__TO DO__
#1 Reproduce the stretch of the quarantine-order news excerpt from "At the urging" through "dictated a need." word for word.
#2 In the quarantine-order news excerpt, who has authority under the order to decide when a quarantine would be appropriate?

##### TEXT EXCERPT #####

At the urging of Health and Human Services Secretary Tommy G. Thompson, Bush signed an order Friday that calls for the "apprehension, detention or conditional release of individuals to prevent the introduction, transmission or spread of suspected communicable diseases." Health officials already had authority to quarantine people suspected of exposure to smallpox, diphtheria, tuberculosis and other diseases. The new order represented the first addition to the list in two decades.

HHS officials stressed that they had no plans to implement quarantines, but that the order gave the ability to do so if circumstances dictated a need.

The order gives Thompson authority to determine when a quarantine would be appropriate. Officials reportedly decided to seek the order after a woman suffering symptoms of SARS arrived on a flight from Asia and refused to go to a hospital. Officials at the airport realized they had no authority to detain her.

CDC Director Dr. Julie L. Gerberding has said repeatedly during the outbreak that officials rarely invoke the authority and are unlikely to do so in this case. A quarantine would affect people who have been exposed to the disease but have not yet developed symptoms. Those with symptoms are generally put into isolation, a common procedure with infectious diseases.

Separately, U.S. Surgeon General Richard H. Carmona said he supports pre-screening passengers for the virus before they board airplanes for international flights.

##### RECORDS #####

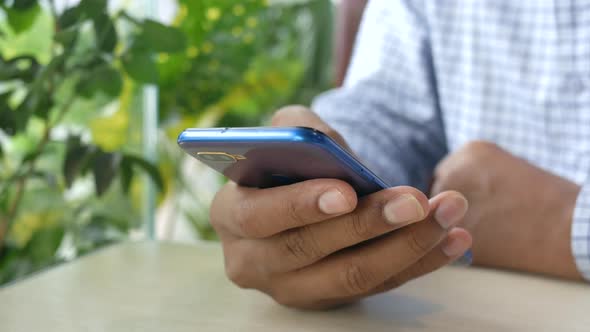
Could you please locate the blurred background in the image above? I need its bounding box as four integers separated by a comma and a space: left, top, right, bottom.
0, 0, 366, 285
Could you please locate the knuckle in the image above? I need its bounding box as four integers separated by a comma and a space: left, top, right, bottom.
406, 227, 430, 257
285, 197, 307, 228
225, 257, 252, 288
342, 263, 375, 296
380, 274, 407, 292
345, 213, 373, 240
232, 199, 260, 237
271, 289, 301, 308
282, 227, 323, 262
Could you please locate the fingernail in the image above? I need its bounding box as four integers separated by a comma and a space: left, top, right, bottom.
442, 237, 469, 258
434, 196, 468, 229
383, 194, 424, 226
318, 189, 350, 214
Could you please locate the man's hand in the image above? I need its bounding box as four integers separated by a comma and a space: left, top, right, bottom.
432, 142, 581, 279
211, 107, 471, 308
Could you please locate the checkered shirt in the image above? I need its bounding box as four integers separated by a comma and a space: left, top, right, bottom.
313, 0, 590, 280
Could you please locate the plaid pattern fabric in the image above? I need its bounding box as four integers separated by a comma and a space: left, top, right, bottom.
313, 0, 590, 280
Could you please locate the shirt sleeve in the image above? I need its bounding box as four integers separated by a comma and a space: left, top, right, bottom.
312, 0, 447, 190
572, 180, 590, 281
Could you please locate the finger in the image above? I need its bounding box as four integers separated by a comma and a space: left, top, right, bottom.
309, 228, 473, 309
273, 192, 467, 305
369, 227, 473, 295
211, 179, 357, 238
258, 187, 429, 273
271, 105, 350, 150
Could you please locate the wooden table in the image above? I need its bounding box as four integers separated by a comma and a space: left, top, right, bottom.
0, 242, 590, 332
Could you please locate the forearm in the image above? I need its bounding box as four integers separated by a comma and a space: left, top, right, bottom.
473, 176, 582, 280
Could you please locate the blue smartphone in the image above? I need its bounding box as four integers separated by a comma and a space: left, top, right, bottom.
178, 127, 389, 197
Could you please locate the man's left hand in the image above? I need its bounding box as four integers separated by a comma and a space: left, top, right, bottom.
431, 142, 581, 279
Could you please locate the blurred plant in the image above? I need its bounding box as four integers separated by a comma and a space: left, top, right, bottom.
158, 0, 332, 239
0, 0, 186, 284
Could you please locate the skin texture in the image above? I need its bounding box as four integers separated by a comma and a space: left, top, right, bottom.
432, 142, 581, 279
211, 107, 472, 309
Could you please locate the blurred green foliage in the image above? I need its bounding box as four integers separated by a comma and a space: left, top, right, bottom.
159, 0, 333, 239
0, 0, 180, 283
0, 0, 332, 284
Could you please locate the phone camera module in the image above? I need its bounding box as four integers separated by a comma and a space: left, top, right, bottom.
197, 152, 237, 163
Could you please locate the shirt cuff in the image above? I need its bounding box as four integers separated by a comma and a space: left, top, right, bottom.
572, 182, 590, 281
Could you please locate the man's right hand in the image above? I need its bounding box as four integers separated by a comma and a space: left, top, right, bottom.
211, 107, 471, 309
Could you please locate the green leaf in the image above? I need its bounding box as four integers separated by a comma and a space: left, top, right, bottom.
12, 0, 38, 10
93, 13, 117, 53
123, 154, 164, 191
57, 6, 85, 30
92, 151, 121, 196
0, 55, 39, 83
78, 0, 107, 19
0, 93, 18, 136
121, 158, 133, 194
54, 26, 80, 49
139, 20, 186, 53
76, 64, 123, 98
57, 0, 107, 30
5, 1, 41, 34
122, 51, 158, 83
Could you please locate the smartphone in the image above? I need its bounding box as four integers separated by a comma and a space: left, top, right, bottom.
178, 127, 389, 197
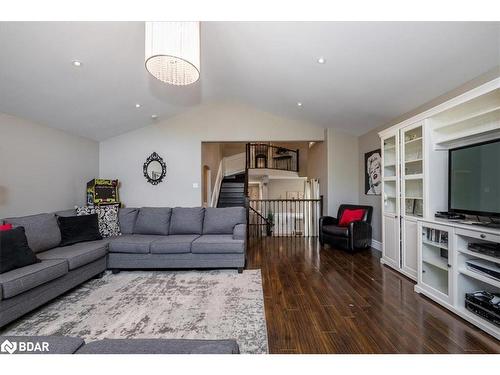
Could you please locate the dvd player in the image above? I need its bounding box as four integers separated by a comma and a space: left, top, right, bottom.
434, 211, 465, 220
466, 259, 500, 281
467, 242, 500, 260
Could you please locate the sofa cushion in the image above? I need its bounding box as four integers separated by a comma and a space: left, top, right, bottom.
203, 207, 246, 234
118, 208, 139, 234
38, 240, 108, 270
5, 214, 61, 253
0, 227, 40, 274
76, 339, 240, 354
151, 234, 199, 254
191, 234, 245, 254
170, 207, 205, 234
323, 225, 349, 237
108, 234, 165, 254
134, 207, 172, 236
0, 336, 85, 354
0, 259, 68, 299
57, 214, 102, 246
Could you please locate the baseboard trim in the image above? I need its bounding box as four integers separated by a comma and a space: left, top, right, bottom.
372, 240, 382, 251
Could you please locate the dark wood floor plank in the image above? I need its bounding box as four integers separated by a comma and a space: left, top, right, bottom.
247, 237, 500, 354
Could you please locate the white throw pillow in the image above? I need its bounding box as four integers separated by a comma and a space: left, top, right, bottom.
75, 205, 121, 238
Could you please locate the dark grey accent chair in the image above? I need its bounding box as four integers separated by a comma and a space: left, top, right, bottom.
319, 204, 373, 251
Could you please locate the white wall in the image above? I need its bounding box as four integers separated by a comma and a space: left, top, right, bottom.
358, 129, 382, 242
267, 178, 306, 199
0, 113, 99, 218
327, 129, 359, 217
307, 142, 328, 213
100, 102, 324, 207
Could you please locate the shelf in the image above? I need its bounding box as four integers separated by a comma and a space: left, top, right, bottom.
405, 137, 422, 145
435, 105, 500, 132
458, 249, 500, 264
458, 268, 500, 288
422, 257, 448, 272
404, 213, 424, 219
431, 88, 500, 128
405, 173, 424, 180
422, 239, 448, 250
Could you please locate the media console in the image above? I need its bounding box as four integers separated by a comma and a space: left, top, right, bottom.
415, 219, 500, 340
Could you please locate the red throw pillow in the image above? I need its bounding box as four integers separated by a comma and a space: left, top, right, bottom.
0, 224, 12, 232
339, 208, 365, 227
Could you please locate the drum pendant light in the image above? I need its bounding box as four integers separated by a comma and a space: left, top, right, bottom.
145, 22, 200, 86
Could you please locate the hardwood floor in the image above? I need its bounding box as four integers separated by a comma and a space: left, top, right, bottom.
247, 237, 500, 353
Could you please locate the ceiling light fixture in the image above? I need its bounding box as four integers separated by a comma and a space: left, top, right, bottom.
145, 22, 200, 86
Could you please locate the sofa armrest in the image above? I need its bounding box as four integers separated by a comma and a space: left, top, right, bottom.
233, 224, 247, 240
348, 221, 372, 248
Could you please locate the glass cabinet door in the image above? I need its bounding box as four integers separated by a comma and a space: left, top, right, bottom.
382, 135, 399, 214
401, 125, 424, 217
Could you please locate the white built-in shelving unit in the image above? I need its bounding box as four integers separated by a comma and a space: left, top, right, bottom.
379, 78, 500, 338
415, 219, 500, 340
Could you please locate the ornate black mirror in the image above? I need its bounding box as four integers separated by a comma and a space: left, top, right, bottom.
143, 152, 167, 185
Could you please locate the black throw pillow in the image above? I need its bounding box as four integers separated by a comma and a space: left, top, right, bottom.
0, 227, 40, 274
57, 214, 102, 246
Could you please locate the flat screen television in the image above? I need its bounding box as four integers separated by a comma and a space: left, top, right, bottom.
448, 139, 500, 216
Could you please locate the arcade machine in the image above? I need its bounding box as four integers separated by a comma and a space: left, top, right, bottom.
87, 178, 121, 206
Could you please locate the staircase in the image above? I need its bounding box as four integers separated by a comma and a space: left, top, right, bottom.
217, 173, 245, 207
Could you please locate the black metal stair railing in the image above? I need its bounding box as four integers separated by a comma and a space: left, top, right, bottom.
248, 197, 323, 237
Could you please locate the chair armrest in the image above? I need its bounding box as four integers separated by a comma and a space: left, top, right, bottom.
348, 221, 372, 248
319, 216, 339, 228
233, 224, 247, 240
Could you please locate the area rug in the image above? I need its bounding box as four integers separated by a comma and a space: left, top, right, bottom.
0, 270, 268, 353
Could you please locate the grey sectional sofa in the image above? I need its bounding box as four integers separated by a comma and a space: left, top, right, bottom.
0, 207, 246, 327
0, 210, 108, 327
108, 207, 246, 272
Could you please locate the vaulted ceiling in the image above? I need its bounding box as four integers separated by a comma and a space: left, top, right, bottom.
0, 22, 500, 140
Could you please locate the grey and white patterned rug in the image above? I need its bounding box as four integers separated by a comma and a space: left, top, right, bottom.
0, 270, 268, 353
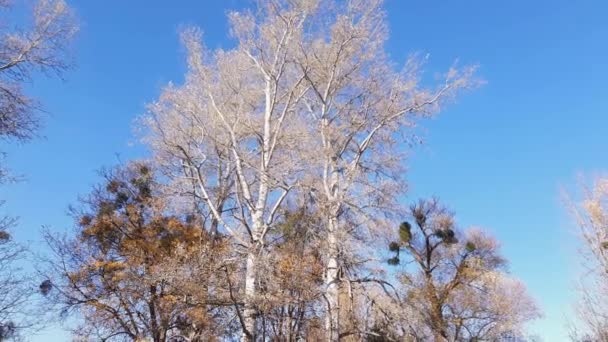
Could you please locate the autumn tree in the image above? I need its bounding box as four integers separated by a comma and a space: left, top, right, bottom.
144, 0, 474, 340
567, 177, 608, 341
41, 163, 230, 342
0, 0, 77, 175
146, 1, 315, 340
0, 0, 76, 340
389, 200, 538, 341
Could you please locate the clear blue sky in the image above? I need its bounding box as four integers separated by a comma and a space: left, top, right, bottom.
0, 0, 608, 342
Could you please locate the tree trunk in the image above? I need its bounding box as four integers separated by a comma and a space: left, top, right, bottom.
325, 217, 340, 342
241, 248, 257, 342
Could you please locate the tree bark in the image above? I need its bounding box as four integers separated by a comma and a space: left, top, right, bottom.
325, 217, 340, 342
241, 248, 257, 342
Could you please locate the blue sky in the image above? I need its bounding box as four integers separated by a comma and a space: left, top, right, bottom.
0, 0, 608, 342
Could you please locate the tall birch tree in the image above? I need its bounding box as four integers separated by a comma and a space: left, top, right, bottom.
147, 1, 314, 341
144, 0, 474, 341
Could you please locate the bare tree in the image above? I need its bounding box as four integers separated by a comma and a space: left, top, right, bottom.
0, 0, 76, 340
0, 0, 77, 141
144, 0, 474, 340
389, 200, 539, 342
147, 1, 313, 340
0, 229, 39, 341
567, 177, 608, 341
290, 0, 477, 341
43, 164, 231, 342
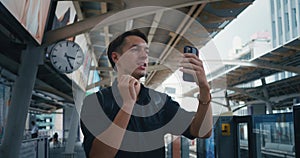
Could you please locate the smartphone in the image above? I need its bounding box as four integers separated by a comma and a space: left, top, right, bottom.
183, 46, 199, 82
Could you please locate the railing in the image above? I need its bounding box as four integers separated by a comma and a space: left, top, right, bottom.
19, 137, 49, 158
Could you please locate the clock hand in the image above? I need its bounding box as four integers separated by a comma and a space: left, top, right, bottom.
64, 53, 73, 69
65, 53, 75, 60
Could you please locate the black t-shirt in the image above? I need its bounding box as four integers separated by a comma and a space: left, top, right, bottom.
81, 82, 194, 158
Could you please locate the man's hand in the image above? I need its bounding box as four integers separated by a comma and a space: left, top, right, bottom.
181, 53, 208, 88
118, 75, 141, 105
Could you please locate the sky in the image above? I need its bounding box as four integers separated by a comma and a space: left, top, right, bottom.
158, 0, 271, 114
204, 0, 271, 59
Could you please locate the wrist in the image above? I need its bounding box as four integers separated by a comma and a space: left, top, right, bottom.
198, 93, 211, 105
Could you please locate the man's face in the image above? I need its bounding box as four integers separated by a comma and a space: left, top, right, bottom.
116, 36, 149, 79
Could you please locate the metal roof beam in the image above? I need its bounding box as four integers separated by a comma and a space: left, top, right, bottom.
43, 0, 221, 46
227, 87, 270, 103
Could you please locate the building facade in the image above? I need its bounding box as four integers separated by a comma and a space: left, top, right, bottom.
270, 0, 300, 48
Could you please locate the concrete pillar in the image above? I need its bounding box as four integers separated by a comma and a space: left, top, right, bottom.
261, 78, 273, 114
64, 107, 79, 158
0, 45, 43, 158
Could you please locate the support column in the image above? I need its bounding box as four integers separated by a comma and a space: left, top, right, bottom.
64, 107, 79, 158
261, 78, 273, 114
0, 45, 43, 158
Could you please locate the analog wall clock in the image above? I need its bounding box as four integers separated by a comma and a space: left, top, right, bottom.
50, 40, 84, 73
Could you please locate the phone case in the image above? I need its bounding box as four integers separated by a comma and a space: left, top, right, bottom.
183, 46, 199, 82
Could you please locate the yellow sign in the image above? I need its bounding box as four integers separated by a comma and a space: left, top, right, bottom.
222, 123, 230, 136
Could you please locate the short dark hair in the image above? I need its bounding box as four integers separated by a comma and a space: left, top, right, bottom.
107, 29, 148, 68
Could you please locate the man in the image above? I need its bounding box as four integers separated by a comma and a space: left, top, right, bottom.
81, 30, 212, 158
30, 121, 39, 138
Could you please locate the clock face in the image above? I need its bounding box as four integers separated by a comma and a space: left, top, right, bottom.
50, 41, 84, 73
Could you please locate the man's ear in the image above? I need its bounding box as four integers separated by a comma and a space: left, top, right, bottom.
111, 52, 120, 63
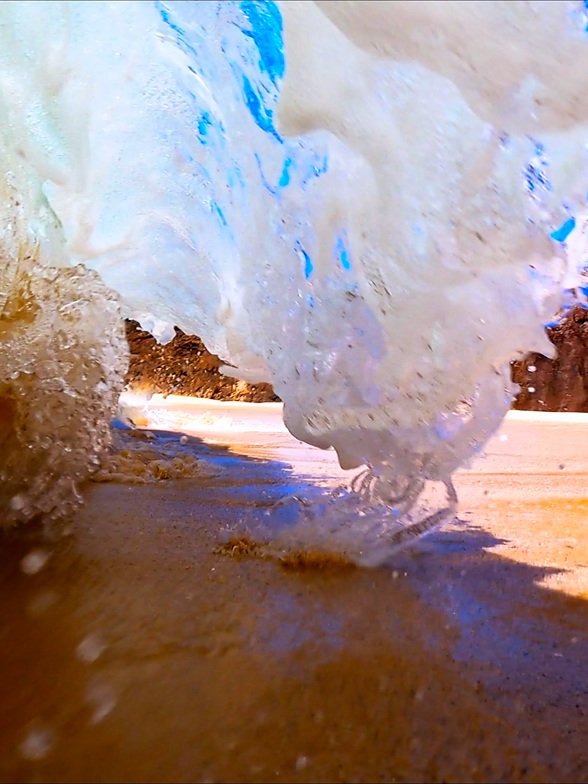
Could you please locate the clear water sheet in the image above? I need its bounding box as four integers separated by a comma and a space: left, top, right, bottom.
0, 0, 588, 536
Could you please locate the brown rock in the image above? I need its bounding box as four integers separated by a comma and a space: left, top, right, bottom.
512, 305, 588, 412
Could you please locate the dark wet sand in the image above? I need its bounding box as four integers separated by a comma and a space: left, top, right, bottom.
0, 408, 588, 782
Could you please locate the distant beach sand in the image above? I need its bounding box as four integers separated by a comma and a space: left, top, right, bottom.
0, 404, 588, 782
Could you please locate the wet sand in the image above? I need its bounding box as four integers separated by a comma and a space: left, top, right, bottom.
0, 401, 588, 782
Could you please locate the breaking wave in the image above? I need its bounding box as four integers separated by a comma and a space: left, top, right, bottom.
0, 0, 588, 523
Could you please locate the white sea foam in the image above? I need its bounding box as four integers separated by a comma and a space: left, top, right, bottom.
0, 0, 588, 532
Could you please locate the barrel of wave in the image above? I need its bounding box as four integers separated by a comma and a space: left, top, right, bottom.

#####

__SOLUTIONS BELOW__
#1
At the urging of Health and Human Services Secretary Tommy G. Thompson, Bush signed an order Friday that calls for the "apprehension, detention or conditional release of individuals to prevent the introduction, transmission or spread of suspected communicable diseases." Health officials already had authority to quarantine people suspected of exposure to smallpox, diphtheria, tuberculosis and other diseases. The new order represented the first addition to the list in two decades.

HHS officials stressed that they had no plans to implement quarantines, but that the order gave the ability to do so if circumstances dictated a need.

#2 Health and Human Services Secretary Tommy G. Thompson.